- [Work to be completed]:
Format the lines of the material as a numbered list, skipping blank lines, from the first line of the material up to and including the line that contains "[[125, 781]]".

--- Start Material for this exercise ---

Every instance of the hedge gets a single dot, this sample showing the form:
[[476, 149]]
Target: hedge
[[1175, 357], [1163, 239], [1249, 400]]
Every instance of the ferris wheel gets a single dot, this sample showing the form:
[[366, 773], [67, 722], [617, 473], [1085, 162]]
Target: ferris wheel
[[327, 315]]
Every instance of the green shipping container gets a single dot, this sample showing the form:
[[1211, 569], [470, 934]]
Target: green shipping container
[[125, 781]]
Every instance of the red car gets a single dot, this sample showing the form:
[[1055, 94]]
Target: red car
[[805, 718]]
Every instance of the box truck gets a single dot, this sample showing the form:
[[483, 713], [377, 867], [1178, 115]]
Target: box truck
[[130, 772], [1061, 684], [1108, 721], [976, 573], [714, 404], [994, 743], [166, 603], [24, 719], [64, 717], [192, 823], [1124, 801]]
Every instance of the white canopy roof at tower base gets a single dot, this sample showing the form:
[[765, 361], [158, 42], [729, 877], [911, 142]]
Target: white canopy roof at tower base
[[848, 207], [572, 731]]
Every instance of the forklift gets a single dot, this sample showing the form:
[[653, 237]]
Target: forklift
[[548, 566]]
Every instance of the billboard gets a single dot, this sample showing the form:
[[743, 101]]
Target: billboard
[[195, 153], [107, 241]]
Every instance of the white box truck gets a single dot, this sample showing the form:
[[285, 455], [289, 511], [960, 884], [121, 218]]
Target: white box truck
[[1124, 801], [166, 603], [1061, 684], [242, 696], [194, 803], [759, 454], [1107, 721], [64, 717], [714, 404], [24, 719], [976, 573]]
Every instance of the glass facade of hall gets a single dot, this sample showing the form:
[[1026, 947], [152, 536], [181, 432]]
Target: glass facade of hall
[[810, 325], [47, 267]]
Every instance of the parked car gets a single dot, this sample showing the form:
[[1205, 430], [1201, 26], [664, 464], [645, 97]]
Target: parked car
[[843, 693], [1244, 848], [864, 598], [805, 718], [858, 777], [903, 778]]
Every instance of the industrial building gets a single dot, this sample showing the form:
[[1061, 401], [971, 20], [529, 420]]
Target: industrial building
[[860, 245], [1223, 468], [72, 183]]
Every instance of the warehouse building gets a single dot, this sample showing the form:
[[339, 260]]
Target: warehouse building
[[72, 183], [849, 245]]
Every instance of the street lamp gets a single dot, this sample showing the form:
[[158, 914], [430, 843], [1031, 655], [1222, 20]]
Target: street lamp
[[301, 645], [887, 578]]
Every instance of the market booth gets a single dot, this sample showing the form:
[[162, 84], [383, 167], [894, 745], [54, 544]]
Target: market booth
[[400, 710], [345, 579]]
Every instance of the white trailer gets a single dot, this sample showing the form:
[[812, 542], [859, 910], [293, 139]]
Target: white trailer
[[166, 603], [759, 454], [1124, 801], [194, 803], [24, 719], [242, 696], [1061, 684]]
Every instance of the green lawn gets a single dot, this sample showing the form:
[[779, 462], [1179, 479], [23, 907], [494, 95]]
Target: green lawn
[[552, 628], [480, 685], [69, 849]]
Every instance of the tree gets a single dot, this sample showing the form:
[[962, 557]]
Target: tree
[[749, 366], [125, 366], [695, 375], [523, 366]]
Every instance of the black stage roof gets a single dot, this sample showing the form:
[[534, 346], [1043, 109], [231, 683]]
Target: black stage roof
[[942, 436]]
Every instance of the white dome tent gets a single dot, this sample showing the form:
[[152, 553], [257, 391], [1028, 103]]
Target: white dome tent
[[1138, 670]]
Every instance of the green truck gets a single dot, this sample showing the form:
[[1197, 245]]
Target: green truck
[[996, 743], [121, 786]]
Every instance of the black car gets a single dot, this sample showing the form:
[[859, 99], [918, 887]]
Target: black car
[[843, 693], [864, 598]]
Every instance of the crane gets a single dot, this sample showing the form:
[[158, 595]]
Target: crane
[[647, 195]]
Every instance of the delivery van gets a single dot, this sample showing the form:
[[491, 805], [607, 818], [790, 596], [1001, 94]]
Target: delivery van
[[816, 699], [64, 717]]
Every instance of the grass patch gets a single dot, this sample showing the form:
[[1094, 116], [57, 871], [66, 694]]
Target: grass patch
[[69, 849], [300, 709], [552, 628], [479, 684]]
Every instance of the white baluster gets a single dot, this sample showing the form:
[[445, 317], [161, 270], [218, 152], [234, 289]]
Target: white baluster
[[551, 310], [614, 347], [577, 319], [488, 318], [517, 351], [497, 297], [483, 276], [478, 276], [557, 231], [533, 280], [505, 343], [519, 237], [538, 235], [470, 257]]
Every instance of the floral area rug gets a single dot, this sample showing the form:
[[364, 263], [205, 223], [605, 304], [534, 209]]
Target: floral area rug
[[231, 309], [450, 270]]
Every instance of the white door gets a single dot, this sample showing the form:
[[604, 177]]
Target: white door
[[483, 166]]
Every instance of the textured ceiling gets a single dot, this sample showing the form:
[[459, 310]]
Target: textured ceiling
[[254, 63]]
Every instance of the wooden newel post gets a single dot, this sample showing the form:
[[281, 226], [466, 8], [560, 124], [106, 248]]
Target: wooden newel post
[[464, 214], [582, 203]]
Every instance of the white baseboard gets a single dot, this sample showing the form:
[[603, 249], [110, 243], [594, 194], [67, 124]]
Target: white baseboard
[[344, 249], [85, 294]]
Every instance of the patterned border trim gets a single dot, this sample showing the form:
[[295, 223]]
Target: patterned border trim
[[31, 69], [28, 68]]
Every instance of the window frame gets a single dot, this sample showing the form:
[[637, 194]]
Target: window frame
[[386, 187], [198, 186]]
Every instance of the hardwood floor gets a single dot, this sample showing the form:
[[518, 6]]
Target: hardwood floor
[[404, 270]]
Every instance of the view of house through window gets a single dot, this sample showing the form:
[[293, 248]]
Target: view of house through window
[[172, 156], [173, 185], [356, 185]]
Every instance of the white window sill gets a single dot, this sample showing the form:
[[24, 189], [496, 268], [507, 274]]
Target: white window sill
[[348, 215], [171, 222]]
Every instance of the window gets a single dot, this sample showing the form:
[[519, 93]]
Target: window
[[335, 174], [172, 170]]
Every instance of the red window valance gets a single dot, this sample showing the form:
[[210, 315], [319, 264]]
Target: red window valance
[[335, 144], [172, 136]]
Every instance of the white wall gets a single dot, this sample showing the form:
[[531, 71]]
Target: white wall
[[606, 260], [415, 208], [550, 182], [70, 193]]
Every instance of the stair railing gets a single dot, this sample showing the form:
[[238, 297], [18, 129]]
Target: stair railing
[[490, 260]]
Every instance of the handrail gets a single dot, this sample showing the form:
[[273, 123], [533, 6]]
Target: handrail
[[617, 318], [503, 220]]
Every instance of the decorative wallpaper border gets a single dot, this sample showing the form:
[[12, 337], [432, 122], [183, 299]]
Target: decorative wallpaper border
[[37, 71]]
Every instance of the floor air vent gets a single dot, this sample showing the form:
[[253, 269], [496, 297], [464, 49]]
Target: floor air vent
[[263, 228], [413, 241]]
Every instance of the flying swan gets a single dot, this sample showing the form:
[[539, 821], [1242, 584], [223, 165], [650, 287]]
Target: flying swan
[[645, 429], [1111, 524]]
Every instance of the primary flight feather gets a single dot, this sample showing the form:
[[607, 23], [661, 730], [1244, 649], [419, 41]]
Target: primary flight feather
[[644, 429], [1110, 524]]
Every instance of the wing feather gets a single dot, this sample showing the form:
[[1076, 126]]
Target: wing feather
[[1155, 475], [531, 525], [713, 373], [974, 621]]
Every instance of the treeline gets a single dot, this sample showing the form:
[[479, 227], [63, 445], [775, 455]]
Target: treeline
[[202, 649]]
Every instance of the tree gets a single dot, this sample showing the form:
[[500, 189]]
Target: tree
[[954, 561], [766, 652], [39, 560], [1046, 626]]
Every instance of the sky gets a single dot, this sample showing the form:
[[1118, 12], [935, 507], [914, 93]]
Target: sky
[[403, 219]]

--- End Material for this exercise ---

- [Completed task]:
1. Every instance of the hedge gets a single dot, this sample showing the form:
2. [[476, 149]]
3. Target: hedge
4. [[1175, 357], [1163, 239], [1249, 400]]
5. Every instance of the ferris wheel gets a single dot, this sample showing the form:
6. [[366, 773], [67, 722], [617, 473], [1085, 162]]
7. Target: ferris wheel
8. [[327, 315]]
9. Every instance of the green shipping container gets a single dot, this sample showing the form:
10. [[1211, 569], [470, 934]]
11. Target: green shipping container
12. [[125, 781]]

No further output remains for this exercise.